— Start of Records supplied —
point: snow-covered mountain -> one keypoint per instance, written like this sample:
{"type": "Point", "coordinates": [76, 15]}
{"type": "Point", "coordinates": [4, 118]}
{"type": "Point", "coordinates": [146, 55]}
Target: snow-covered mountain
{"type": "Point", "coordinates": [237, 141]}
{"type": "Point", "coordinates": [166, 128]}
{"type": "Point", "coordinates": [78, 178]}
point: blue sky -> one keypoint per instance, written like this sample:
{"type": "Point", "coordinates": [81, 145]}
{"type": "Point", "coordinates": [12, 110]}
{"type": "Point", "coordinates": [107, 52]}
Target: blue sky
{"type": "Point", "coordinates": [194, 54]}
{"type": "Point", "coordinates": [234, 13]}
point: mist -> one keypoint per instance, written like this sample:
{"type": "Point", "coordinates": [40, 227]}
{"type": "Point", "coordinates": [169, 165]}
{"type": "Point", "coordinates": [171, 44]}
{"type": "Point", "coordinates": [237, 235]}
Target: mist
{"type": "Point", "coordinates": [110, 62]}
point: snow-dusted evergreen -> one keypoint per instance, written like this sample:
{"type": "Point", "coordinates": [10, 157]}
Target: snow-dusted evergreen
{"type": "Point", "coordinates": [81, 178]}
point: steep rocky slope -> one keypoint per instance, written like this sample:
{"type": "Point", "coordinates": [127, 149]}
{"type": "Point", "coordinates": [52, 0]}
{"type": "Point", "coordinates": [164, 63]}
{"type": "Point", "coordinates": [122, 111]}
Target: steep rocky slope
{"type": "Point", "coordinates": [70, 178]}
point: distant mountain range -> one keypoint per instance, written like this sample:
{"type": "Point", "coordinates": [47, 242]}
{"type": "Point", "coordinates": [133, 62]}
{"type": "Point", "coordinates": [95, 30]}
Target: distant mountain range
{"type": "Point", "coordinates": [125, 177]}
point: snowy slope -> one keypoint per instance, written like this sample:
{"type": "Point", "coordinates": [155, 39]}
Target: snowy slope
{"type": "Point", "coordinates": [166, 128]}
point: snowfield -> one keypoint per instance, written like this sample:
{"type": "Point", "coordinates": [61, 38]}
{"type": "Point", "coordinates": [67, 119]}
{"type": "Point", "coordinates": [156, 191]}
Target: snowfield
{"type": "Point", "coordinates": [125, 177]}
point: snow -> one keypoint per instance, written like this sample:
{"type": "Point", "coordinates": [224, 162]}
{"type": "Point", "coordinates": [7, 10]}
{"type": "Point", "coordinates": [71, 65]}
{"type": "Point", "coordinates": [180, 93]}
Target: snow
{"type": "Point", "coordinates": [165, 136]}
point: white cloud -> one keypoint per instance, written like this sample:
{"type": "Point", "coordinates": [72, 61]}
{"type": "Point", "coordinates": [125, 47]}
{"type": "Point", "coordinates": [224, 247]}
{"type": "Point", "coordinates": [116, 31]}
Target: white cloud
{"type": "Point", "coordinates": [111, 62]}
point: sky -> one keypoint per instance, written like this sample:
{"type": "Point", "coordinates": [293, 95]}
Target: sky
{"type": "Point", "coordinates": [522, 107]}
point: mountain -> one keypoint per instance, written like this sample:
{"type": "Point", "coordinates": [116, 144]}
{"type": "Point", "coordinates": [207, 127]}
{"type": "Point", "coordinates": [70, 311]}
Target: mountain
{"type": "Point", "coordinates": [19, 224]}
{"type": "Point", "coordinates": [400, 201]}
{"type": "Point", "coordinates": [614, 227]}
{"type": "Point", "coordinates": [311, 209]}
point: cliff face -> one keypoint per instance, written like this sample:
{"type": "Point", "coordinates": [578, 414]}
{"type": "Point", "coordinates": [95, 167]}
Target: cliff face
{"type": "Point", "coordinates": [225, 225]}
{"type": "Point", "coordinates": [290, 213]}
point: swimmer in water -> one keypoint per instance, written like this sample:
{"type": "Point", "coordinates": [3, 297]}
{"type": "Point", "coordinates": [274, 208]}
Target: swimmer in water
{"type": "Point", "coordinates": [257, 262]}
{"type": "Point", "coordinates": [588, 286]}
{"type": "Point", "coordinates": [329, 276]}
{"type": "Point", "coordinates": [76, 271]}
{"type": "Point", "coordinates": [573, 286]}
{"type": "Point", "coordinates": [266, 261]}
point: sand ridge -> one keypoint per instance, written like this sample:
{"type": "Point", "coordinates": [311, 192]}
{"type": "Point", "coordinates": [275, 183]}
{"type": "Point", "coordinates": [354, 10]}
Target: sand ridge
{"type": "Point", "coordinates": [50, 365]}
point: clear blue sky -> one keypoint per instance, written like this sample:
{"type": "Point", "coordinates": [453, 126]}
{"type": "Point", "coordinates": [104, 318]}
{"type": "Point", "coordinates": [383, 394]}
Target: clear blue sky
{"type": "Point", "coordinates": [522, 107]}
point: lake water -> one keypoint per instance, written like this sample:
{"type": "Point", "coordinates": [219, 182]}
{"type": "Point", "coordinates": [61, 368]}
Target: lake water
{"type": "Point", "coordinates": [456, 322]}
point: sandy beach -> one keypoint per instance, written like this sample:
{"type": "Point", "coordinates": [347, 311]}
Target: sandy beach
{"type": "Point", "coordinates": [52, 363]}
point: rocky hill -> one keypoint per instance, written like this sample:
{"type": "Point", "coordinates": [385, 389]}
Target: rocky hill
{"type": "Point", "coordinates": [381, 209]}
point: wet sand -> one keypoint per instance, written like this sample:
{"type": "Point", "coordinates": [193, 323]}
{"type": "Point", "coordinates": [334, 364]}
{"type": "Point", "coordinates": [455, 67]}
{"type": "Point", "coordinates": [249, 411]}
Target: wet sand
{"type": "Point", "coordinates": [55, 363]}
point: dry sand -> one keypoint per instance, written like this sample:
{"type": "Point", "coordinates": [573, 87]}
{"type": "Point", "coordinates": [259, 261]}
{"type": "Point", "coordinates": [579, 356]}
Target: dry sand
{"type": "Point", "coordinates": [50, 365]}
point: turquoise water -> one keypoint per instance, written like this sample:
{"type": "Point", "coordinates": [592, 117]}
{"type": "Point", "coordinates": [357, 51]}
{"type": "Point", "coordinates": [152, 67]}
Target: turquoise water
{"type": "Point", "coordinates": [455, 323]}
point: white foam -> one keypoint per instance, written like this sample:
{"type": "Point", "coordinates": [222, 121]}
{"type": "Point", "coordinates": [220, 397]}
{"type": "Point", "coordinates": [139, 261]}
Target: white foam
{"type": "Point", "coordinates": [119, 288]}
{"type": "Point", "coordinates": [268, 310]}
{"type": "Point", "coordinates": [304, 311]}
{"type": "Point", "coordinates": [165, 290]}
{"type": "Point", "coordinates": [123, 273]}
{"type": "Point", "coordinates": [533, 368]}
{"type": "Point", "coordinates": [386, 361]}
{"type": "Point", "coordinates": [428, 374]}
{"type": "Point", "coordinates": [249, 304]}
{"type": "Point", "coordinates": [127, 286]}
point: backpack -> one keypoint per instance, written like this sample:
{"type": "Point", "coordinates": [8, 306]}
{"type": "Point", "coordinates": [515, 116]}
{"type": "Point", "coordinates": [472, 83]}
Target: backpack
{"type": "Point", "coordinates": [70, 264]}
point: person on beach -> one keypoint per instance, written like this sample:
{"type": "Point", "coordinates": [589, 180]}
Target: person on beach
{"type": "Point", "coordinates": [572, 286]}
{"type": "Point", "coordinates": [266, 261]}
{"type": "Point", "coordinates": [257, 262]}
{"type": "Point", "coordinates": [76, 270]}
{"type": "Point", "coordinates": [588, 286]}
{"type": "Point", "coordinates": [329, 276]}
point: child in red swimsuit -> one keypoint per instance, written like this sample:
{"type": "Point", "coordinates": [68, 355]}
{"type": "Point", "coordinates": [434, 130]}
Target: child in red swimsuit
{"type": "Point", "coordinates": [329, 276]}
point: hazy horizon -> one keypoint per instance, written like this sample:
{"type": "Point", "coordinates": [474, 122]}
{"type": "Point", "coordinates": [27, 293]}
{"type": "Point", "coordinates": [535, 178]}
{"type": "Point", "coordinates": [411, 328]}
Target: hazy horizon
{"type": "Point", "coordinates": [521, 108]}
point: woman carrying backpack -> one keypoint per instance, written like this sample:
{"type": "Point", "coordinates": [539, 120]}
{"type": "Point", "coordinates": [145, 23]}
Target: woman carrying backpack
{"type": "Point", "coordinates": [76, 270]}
— End of Records supplied —
## Requirements
Find the line that contains "point: white foam". Repeat it and every line after it, exactly as written, up to and including the last line of the records above.

## Exercise solution
point: white foam -> one keypoint per instance, written like this sample:
{"type": "Point", "coordinates": [222, 121]}
{"type": "Point", "coordinates": [220, 397]}
{"type": "Point", "coordinates": [139, 261]}
Target: white foam
{"type": "Point", "coordinates": [119, 288]}
{"type": "Point", "coordinates": [268, 310]}
{"type": "Point", "coordinates": [304, 311]}
{"type": "Point", "coordinates": [165, 290]}
{"type": "Point", "coordinates": [123, 273]}
{"type": "Point", "coordinates": [533, 368]}
{"type": "Point", "coordinates": [386, 361]}
{"type": "Point", "coordinates": [428, 374]}
{"type": "Point", "coordinates": [249, 304]}
{"type": "Point", "coordinates": [127, 286]}
point: backpack -> one keypoint per instance, written like this sample:
{"type": "Point", "coordinates": [8, 306]}
{"type": "Point", "coordinates": [515, 116]}
{"type": "Point", "coordinates": [472, 83]}
Target: backpack
{"type": "Point", "coordinates": [70, 264]}
point: person on beach -> one keypoint per instance, written like this sample:
{"type": "Point", "coordinates": [589, 180]}
Target: person on beach
{"type": "Point", "coordinates": [572, 286]}
{"type": "Point", "coordinates": [266, 261]}
{"type": "Point", "coordinates": [257, 262]}
{"type": "Point", "coordinates": [76, 270]}
{"type": "Point", "coordinates": [588, 286]}
{"type": "Point", "coordinates": [329, 276]}
point: child in red swimsuit -> one keypoint per instance, written like this sample:
{"type": "Point", "coordinates": [68, 355]}
{"type": "Point", "coordinates": [434, 130]}
Target: child in red swimsuit
{"type": "Point", "coordinates": [329, 276]}
point: hazy horizon -> one keypoint per instance, written like this sample:
{"type": "Point", "coordinates": [474, 122]}
{"type": "Point", "coordinates": [27, 293]}
{"type": "Point", "coordinates": [535, 178]}
{"type": "Point", "coordinates": [411, 328]}
Target: hazy horizon
{"type": "Point", "coordinates": [521, 108]}
point: woman carrying backpack -> one keypoint per instance, written like this sample:
{"type": "Point", "coordinates": [539, 120]}
{"type": "Point", "coordinates": [145, 23]}
Target: woman carrying backpack
{"type": "Point", "coordinates": [76, 270]}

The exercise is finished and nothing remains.